### ASSIGNMENT
Could you please output all of the records exactly?

======

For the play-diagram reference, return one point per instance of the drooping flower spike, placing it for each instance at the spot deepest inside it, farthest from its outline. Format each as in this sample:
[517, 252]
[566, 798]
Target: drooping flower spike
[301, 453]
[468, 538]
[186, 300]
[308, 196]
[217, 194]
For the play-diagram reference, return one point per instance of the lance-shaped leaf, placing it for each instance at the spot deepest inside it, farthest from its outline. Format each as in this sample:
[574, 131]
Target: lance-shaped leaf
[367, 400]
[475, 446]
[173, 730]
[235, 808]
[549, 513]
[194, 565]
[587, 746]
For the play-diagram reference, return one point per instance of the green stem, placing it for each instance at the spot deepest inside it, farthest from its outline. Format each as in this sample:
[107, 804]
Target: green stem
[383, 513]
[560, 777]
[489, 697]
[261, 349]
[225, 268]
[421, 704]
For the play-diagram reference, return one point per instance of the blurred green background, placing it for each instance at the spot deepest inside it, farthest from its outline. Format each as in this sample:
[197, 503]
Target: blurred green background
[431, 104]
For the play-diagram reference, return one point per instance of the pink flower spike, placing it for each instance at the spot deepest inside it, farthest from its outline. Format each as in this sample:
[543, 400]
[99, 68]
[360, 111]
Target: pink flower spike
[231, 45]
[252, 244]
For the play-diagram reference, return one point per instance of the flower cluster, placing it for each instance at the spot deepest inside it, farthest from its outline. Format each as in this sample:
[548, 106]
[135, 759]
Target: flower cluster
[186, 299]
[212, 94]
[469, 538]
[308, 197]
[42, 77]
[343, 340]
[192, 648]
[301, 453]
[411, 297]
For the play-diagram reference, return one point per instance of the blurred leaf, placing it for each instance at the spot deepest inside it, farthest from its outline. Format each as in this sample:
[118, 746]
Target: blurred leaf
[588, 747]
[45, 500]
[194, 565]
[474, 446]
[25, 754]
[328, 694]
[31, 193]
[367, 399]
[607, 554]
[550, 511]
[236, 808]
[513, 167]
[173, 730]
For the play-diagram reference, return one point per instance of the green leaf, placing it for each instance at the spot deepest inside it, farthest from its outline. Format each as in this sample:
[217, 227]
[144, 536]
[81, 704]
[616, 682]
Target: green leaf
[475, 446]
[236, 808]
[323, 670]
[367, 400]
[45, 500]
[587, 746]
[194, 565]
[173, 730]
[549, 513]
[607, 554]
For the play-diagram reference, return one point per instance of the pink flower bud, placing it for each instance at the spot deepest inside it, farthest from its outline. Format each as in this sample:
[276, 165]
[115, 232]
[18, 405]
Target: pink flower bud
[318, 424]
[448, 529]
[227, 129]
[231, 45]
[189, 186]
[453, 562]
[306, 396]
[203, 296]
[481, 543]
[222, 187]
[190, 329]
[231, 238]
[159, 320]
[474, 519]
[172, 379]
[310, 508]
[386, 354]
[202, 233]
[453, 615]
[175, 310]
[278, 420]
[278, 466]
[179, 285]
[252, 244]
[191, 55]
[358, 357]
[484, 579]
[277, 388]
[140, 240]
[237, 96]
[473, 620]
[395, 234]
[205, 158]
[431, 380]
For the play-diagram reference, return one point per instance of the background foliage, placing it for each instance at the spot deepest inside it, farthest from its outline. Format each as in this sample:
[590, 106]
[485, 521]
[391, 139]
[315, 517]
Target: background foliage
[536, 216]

======

### WORKED SOLUTION
For the play-diagram reference, return one point per instance of the drooping flower spike, placing it for each instance at the spot deepest inside it, farthest from its outline. Format each as in this sample:
[517, 252]
[566, 798]
Target: drooping flower spike
[301, 453]
[468, 538]
[186, 300]
[308, 196]
[217, 194]
For the play-diagram reference, return one point per instance of the lance-shaped leaf, placing it for each instance at the spot deepest inside it, farthest from its outline. Format each as in this sample:
[574, 131]
Target: lance-shaped leaf
[367, 400]
[475, 446]
[173, 730]
[235, 808]
[549, 513]
[194, 565]
[587, 746]
For the play-diagram reference, return one point per instance of the green stem, placing it for each instance at the spot deepest inside it, farthest from its outline. Format each as in this sample:
[107, 804]
Target: green stem
[383, 513]
[560, 777]
[489, 697]
[261, 349]
[225, 268]
[421, 704]
For the play-diagram reference, return one point per instance of the blurred green background, placing it for each instance at the spot deepest inside it, farthest from its outline. Format each as in this sample:
[197, 503]
Target: blurred green background
[431, 104]
For the play-diagram reference, return one point per instance of the pink flower spike, placing it for each instance at the spot deepest inside it, farthest from its outline. Format each as in this sample:
[543, 400]
[99, 68]
[360, 111]
Target: pink flower spike
[231, 45]
[252, 244]
For the play-diagram reference, return one point per instance of the flower cluster, placing it for each instance at the spot deepest inside it, farthest from its outline. Format each as in this sample:
[548, 106]
[135, 759]
Target: flower cluster
[186, 299]
[212, 94]
[469, 538]
[308, 197]
[42, 77]
[343, 340]
[192, 648]
[301, 453]
[411, 297]
For the play-diagram reference, return one point per instance of the blurred leaf, placing it for each instance at the spot deepest inside it, farthest from its outline. Format each as in this sample:
[118, 746]
Target: blurred leaf
[588, 747]
[45, 500]
[194, 565]
[474, 446]
[25, 754]
[328, 694]
[31, 193]
[367, 399]
[607, 554]
[550, 511]
[236, 808]
[513, 167]
[173, 730]
For the play-diagram reference, return one point per instance of the green leaf, placing it for each instance at the spot deepest inside it, farthest from its outline. Format each as in this sample:
[217, 227]
[144, 536]
[81, 704]
[616, 682]
Target: green leaf
[475, 446]
[236, 808]
[323, 670]
[367, 400]
[45, 500]
[587, 746]
[194, 565]
[173, 730]
[549, 513]
[607, 554]
For the play-diagram reference, return one point per instance of the pink flower bud, placing it for each instance at the spot deepest inside it, farthest from its outline. Format each as in this sample:
[276, 165]
[115, 232]
[18, 405]
Target: pink flower bud
[318, 424]
[448, 529]
[227, 129]
[231, 45]
[189, 186]
[453, 562]
[306, 396]
[203, 296]
[481, 543]
[222, 187]
[190, 329]
[231, 238]
[159, 320]
[474, 519]
[172, 379]
[310, 508]
[386, 354]
[202, 233]
[453, 615]
[175, 310]
[278, 420]
[278, 466]
[179, 285]
[252, 244]
[191, 55]
[358, 357]
[484, 579]
[277, 388]
[140, 240]
[237, 96]
[473, 620]
[395, 234]
[205, 158]
[431, 380]
For the play-diagram reference, return one point per instance of the background foliage, placing it for each instance at the spot deepest inside it, farthest from its outline. Format each as in this sample:
[590, 106]
[485, 521]
[391, 139]
[315, 517]
Target: background foliage
[536, 216]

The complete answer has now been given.